** EXTRACTED TEXT follows **

Today in class we learned about Freud and his theories. I found this one interesting and I thought that people on here could try it. So Freud believed that everything we said or thought had a deeper meaning, so in order to test this, you write down the first 10 words that come to mind. In my case, my 10 words were: Love Happiness Time Dream Peace Feeling Jump Cry Purple Laugh
Actually I see some meaning and patterns in those words. While Freud wasn't right on all counts, and missed the mark more than a few times, I'm inclined to agree that he's right, based on my own experiences with free association and exercises like the above. The unconscious will often come forth with very interesting things given the opportunity.

** End of EXTRACTED TEXT **

PROBLEM REQUIREMENTS:
From the list of ten words in the post about Freud's word exercise, give every word that appears after "Peace," in the order listed. The rows that follow are drawn from a separate source and are unrelated to the post about Freud.

** SUPPLIED MATERIAL follows **

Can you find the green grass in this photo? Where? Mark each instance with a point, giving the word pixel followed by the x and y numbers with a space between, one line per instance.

** End of SUPPLIED MATERIAL **
** SUPPLIED MATERIAL follows **

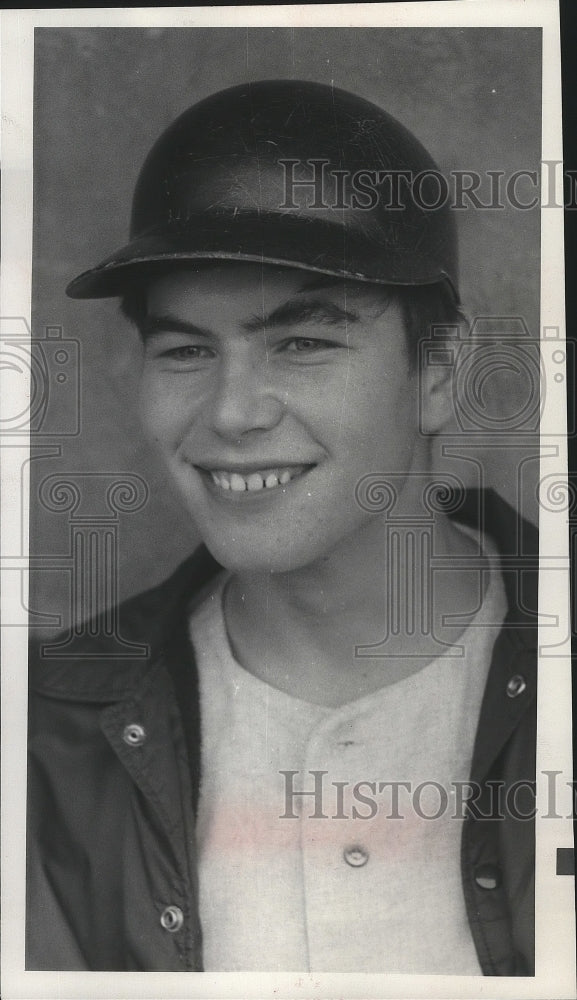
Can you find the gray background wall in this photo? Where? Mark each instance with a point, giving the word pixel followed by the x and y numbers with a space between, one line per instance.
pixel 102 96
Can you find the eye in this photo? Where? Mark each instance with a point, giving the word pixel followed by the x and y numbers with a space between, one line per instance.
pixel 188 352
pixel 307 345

** End of SUPPLIED MATERIAL **

ANSWER TO THE PROBLEM:
Feeling, Jump, Cry, Purple, Laugh